(Your goal)
Can you rewrite the Vanuatu cyclone article starting at "Suva, Fiji---Vanuatu's president" and ending at "miles) an hour.", with "Super Cyclone Pam" swapped for "Tropical Cyclone Pam"?

(Study text)
Suva, Fiji---Vanuatu's president made an emotional appeal for international assistance on Saturday after his island nation was hit by a calamity of a cyclone, wreaking devastation in what is feared to be one of the region's worst weather disasters.
Though the full extent of the damage is unknown, the UN had unconfirmed reports of 44 people killed in just one province while aid agencies described scenes of destroyed homes, downed trees and blocked roads as a result of Super Cyclone Pam, a maximum category five storm.
Media including the Wall Street Journal cited the country's Disaster Management Office in saying six people were killed and a state of emergency declared over the tropical cyclone, which had gusts of up to 320 kilometres (200 miles) an hour.
Vanuatu's President Baldwin Lonsdale led appeals for international assistance, telling delegates at a UN conference on disaster risk reduction in Japan that he spoke with a "heart that is so heavy".
"I stand to appeal on behalf of the government and people of Vanuatu to the global community to give a lending hand in responding to these very current calamities that have struck us," Lonsdale said.
"Fellow heads of state, governments, and development partners, we have all experienced a form of disaster at one time or another. Today we appeal for your assistance."
Aid agencies were scrambling for information and preparing to send teams to Vanuatu, whose main island is home to more than 65,000 people, with a UN disaster assessment and coordination team expected to arrive late Sunday.
- NGO appeals -
NGOs have also launched appeals and are hoping to start flying in emergency supplies of food, shelter and medicine from Sunday, when the airport in the capital Port Vila is expected to reopen.
Australia offered assistance and said medical and search and rescue staff were on standby. Donations included $2.9 million from Britain, $733,750 by New Zealand and $1.05 million from the European Union.
"A disaster of this magnitude has not been experienced by Vanuatu in recent history -- particularly in terms of the reach of the potential damage and the ferocity of the storm," said Sune Gudnitz, who heads the United Nations Office for the Coordination of Humanitarian Affairs in the Pacific.
UNICEF New Zealand Executive Director Vivien Maidaborn, meanwhile, said that "early reports are indicating that this weather disaster could potentially be one of the worst in Pacific history".
"The sheer force of the storm combined with communities just not set up to withstand it, could have devastating results for thousands across the region."
Aurelia Balpe, head of the Pacific regional office of the International Federation of Red Cross and Red Crescent Societies, said that while there were reports of casualties in Port Vila, they had greater fears for outlying southern islands, home to more than 33,000 people, where communications had been cut.
World Vision said more than 2,000 people had already sought refuge in emergency shelters in Port Vila, but warned that it could take weeks to reach more remote islands affected by the storm.

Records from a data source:
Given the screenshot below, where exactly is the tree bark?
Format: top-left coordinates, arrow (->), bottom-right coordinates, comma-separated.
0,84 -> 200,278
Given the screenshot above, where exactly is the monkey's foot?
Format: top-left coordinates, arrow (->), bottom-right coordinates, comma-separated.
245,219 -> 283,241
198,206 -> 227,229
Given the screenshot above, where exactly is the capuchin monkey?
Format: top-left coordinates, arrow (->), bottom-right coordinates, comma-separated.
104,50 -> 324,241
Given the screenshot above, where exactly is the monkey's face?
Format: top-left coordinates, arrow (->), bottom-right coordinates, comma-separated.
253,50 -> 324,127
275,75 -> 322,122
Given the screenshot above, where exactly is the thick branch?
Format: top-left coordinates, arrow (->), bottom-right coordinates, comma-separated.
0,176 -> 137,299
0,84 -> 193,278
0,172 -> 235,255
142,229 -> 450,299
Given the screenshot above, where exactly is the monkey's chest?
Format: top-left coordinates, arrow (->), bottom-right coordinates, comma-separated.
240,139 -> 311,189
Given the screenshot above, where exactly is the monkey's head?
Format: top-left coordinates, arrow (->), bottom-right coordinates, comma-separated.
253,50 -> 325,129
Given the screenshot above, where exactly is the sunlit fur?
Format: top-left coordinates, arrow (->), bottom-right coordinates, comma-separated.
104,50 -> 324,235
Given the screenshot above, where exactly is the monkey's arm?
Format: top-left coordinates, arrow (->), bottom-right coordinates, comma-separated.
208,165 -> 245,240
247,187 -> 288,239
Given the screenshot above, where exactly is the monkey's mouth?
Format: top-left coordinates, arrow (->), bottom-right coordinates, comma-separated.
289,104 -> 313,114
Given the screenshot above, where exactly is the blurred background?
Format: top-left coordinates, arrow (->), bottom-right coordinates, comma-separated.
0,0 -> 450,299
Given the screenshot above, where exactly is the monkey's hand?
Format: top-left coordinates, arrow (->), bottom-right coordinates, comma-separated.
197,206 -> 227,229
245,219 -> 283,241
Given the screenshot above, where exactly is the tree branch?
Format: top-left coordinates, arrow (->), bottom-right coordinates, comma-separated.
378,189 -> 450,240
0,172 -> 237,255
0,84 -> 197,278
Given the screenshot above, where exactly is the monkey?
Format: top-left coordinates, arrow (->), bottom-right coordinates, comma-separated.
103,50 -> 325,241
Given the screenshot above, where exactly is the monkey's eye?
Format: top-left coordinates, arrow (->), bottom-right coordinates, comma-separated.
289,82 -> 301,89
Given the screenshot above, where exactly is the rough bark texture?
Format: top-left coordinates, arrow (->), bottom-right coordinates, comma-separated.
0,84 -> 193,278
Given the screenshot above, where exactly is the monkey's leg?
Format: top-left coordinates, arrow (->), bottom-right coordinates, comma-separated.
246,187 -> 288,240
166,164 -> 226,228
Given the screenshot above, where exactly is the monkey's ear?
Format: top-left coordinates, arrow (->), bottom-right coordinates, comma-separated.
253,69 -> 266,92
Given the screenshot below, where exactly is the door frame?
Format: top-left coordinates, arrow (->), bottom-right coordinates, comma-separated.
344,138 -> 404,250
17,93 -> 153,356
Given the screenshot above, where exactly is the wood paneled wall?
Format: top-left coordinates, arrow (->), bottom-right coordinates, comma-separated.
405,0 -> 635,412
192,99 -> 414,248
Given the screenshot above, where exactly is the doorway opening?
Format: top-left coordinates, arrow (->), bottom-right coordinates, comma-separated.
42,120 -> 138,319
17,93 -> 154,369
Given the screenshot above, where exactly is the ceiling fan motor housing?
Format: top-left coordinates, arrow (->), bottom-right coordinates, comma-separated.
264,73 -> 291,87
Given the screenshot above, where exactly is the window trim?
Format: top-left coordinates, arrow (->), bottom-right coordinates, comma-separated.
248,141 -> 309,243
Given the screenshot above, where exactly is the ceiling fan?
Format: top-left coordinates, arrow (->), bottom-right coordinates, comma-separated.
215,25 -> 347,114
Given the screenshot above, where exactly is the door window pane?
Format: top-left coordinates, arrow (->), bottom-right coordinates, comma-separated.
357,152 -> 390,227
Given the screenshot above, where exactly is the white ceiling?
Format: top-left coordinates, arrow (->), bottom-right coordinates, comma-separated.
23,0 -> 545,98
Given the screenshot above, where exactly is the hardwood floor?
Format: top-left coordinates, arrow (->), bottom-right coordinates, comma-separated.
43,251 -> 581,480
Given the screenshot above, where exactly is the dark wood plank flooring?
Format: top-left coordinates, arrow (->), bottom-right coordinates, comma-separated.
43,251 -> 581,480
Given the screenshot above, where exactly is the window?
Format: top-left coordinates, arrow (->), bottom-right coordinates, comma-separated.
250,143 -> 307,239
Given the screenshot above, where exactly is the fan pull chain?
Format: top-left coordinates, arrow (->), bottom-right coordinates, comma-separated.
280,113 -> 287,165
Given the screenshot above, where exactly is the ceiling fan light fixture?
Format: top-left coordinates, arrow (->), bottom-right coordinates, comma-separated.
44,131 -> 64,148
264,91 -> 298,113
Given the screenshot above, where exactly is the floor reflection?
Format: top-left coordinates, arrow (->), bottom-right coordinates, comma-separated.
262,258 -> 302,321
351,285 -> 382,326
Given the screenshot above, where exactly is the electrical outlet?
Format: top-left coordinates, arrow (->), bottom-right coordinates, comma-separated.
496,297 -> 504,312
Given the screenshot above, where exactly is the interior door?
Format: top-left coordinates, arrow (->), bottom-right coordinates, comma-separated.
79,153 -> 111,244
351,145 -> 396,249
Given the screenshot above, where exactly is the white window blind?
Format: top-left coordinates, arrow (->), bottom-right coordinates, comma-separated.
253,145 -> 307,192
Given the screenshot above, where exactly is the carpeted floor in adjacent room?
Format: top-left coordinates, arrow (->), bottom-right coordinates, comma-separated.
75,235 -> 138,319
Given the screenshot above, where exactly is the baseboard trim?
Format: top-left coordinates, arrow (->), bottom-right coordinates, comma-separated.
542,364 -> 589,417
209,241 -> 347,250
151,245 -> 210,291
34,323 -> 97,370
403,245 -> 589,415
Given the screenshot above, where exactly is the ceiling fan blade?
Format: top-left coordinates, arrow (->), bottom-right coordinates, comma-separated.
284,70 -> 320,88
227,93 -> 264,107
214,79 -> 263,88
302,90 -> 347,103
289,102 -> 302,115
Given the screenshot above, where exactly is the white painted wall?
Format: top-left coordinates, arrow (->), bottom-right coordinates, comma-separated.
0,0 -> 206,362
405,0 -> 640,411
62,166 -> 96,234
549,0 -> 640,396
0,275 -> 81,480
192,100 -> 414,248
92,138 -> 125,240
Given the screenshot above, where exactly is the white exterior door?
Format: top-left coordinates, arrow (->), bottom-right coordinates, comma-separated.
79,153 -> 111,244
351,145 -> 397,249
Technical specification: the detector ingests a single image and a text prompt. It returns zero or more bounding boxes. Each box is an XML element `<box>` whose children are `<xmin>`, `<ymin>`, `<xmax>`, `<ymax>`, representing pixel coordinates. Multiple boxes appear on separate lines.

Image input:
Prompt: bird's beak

(Task output)
Suva, Fiji---Vanuatu's president made an emotional appeal for international assistance on Saturday after his island nation was hit by a calamity of a cyclone, wreaking devastation in what is feared to be one of the region's worst weather disasters.
Though the full extent of the damage is unknown, the UN had unconfirmed reports of 44 people killed in just one province while aid agencies described scenes of destroyed homes, downed trees and blocked roads as a result of Tropical Cyclone Pam, a maximum category five storm.
Media including the Wall Street Journal cited the country's Disaster Management Office in saying six people were killed and a state of emergency declared over the tropical cyclone, which had gusts of up to 320 kilometres (200 miles) an hour.